QUOTED PASSAGE ▸
::::

Briefly describe the CRISPER-Cas9 genome editing system

Answer 10

• allows bacteria to recognize phage and if they’ve encountered it before they can destroy this virus
• can be used for many laboratory purposes, all you have to do is define the sequence of RNA

Question 11

Why are we not always sick?

Answer 11

Host defenses - physical and immunological (e.g. skin produces ribonucleases that protects the live cells under it from infection. also mucus, spit, secretions from stomach, etc)

Microbial specificity - proportionally few microbes are capable of infecting us. (because most viruses affect certain cell types, e.g. if the receptor matches a protein on the surface of the virus to replicate, if it CANT replicate CANT infect)

Inapparent infections - often we are infected but with no overt indications

Question 12

How are virus particles produced?

Answer 12

Virus particles are produced from the assembly of pre-formed components.

Question 13

Do virus particles (virions) grow or undergo division?

Answer 13

No, virus particles (virions) themselves do not grow or undergo division. This distinguishes them from other life forms.

Question 14

T or F: Viruses encode information for energy production, ribosomes, tRNAs and lipid membrane synthesis

Answer 14

FALSE: Viruses do NOT encode information for energy production, ribosomes, tRNAs (with a few exceptions), or lipid membrane synthesis.

Question 15

What are the five parts of the common strategy of viruses?

Answer 15

1. They build small particles to contain their nucleic acid genome.
2. They have small genomes: usually less than 100 genes; often less than 10.

::::

TASKS TO CARRY OUT ▸
A. According to the virology study notes, how are virus particles produced?
B. List everything that, according to the virology study notes, viruses do not encode information for.

::::

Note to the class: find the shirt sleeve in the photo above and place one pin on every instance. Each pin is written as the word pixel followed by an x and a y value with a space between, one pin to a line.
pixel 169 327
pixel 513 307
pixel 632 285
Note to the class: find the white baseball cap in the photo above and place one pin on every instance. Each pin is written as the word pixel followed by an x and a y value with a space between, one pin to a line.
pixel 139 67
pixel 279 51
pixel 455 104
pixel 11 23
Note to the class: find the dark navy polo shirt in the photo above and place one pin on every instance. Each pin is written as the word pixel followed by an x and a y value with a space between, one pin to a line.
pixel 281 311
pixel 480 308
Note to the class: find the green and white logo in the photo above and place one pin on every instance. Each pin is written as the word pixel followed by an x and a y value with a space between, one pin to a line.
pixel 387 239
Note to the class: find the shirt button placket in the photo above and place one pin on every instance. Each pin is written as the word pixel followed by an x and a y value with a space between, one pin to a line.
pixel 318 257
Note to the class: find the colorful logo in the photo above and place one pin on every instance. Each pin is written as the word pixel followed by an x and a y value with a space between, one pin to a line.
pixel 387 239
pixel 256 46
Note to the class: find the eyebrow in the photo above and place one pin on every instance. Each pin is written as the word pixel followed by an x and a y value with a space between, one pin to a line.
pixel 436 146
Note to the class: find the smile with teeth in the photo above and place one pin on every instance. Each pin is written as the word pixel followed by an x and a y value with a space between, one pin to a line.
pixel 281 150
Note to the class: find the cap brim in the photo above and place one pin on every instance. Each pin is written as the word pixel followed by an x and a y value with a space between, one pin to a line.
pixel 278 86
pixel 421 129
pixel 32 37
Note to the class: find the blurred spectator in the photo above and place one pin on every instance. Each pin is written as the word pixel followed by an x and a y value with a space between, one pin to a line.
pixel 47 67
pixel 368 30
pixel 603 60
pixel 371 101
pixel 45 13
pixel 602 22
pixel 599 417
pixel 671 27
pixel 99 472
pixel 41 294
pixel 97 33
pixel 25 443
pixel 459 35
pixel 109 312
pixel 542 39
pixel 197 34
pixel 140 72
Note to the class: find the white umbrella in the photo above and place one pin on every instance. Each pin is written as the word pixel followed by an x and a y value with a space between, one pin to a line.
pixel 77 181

::::

SOLUTIONS TO THE PROBLEMS ▸
A. They are produced from the assembly of pre-formed components.

B.
- Energy production
- Ribosomes
- tRNAs (with a few exceptions)
- Lipid membrane synthesis